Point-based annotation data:
***
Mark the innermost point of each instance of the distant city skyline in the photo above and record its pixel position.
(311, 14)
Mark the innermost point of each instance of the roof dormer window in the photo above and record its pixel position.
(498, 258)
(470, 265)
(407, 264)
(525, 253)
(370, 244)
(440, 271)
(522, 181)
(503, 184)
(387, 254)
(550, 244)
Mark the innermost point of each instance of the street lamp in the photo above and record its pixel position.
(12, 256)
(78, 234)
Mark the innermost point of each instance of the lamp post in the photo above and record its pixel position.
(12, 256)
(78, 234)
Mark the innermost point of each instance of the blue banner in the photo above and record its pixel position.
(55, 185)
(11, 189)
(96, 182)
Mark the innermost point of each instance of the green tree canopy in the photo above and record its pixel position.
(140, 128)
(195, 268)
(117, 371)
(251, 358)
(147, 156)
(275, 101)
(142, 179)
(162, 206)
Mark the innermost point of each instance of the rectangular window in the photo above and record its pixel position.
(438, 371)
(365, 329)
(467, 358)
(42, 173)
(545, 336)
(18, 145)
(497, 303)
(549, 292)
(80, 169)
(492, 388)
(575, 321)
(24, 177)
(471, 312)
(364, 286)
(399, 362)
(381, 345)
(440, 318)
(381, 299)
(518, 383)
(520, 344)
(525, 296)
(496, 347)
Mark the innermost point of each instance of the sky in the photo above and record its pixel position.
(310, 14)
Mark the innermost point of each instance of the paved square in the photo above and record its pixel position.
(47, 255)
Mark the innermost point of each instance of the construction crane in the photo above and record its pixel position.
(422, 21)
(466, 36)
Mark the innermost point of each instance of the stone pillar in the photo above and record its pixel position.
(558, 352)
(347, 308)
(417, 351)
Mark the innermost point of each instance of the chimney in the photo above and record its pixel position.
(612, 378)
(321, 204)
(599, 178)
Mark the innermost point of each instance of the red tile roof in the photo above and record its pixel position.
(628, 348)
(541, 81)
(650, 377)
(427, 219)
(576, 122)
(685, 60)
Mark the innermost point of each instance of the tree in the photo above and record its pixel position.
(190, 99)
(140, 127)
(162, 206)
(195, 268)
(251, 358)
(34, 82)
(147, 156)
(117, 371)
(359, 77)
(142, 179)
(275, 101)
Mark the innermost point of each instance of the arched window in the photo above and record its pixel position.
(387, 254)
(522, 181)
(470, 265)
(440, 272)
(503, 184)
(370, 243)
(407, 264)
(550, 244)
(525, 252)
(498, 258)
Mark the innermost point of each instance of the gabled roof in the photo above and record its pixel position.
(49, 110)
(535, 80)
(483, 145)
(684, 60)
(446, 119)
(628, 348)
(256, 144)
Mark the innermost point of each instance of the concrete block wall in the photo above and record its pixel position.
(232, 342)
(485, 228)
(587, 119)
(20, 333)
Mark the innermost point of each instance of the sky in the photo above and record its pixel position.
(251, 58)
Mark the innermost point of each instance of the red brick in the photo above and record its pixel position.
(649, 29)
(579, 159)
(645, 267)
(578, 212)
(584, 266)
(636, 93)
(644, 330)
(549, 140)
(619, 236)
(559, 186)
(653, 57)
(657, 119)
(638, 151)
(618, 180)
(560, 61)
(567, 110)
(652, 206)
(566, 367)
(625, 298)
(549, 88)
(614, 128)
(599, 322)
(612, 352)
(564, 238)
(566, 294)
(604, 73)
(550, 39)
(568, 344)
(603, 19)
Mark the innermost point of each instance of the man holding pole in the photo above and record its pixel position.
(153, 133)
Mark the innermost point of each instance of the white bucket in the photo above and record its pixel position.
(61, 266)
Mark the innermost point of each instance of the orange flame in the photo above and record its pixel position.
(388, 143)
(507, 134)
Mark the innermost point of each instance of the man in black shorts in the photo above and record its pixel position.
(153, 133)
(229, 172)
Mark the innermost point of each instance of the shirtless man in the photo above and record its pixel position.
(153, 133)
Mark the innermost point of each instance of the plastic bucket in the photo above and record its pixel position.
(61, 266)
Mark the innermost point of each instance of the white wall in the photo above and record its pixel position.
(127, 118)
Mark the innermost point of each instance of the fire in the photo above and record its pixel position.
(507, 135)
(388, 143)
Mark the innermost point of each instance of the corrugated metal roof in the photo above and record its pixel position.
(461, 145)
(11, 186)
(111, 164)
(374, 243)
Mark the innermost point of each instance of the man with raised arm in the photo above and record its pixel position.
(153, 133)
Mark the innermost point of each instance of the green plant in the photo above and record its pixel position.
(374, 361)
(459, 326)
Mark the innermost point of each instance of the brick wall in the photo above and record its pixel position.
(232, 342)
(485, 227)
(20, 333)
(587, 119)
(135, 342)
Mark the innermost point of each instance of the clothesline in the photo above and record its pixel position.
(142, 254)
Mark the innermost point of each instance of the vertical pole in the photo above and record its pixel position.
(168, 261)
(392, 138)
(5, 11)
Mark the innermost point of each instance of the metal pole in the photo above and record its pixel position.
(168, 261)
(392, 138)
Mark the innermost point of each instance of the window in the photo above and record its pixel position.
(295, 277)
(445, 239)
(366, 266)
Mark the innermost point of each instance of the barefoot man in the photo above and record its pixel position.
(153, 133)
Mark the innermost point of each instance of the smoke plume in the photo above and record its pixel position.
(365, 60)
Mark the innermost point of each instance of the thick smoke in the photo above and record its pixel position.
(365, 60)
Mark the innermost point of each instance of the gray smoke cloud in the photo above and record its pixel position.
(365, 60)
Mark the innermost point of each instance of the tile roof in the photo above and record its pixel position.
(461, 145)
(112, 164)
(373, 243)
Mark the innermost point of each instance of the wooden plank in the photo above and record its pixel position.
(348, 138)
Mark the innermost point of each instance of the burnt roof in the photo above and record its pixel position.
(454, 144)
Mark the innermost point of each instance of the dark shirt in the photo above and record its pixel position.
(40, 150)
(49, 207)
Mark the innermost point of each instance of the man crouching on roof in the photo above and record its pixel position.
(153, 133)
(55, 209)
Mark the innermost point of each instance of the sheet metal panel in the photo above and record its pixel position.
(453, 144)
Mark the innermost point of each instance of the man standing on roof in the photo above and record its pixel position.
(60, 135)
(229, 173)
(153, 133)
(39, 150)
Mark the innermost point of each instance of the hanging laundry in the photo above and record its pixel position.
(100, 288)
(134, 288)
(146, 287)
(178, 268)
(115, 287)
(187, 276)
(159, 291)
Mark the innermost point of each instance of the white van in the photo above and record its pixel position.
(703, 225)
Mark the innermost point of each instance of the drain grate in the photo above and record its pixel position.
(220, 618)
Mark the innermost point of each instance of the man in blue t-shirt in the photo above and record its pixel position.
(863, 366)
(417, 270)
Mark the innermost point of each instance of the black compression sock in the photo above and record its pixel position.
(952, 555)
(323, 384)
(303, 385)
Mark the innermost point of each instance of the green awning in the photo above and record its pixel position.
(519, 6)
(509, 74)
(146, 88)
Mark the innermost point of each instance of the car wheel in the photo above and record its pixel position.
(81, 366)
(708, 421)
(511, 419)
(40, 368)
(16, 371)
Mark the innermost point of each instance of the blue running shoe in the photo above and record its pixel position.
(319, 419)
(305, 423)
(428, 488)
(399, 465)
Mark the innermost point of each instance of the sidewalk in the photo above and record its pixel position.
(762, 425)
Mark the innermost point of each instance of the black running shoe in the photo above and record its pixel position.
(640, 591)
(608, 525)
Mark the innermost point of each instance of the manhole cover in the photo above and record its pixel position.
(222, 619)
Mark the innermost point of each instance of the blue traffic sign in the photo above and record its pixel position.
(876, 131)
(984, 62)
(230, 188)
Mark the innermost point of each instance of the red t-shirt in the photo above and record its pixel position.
***
* [Brief]: Give back, exactly as written, the lines from the one with "Mark the innermost point of each instance of the car" to the last line.

* [Solution for this task]:
Mark the innermost point of each instance of the car wheel in the photo above and record its pixel position.
(81, 366)
(708, 421)
(511, 419)
(40, 368)
(16, 371)
Mark the innermost point of each instance of the blue running shoe in the photo above and record its pixel position.
(319, 419)
(305, 423)
(428, 488)
(399, 465)
Mark the innermost point of each instance of the sidewalk in the photo above and record its pixel position.
(762, 425)
Mark the innermost point of each instance of the black running shoe in the photo above and record its pixel position.
(640, 591)
(608, 525)
Mark the innermost point of each instance of the manhole cover in the photo above and record its pixel position.
(222, 619)
Mark the innermost point of each instance of the blue traffic sign in the photo above and record its pixel position.
(876, 131)
(984, 62)
(230, 188)
Mark the innermost point of each instance of the red t-shirt in the photo above and record its pixel position.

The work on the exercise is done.